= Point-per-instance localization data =
========================================
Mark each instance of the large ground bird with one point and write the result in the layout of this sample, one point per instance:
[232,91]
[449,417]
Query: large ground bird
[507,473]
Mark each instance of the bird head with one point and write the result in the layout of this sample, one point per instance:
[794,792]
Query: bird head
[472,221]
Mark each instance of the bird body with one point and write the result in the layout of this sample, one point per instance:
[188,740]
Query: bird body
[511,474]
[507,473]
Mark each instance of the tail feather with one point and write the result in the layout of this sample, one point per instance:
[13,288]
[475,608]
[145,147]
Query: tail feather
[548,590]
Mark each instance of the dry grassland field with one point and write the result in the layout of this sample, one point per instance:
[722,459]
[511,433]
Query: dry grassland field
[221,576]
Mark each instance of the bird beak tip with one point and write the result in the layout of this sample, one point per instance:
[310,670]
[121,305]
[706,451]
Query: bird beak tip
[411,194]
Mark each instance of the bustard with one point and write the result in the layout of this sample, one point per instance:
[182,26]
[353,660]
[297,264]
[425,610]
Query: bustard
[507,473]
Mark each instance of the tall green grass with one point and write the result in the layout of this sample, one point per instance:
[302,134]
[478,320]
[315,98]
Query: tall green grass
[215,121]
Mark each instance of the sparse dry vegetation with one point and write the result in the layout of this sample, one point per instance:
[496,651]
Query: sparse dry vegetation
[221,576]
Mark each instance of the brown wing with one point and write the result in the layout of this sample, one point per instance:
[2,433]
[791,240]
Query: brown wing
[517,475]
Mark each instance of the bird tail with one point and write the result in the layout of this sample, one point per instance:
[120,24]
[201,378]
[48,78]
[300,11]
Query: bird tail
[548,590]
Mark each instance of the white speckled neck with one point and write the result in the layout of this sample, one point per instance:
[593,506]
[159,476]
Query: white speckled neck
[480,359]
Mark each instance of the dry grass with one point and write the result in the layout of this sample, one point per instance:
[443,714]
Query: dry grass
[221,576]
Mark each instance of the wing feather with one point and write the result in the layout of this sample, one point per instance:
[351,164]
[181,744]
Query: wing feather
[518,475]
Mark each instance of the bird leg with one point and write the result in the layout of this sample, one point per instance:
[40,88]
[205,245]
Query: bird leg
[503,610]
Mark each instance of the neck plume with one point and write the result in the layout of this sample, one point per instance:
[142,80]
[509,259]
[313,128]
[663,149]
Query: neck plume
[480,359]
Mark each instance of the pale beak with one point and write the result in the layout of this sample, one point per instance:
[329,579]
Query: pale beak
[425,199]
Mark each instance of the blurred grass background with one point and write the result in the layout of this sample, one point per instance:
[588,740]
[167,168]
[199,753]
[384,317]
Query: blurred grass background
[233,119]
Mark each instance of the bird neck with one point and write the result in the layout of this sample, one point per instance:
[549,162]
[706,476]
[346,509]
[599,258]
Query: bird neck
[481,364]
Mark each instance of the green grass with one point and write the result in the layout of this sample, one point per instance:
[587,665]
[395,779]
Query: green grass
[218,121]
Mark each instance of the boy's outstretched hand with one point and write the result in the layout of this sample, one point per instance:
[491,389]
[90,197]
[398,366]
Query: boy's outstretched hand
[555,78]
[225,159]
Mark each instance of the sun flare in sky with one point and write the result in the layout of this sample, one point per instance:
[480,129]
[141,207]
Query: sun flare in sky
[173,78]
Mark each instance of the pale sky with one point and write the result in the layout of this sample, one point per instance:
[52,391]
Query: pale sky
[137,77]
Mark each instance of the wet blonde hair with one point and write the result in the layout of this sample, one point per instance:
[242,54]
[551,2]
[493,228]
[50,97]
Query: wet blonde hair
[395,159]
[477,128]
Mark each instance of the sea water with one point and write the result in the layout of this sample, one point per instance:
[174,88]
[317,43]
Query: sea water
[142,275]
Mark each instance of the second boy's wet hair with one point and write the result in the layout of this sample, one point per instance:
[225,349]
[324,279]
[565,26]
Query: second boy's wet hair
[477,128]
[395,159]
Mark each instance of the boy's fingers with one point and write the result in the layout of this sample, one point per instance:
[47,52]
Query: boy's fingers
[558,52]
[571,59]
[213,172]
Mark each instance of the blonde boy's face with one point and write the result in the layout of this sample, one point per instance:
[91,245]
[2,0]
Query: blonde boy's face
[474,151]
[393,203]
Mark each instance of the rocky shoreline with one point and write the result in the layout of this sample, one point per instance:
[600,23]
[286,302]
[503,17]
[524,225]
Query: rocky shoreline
========================================
All lines above containing the string "rocky": copy each one.

= Task response =
Mark each instance of the rocky shoreline with one point and write the result in the layout of this sample, one point per instance:
Query: rocky shoreline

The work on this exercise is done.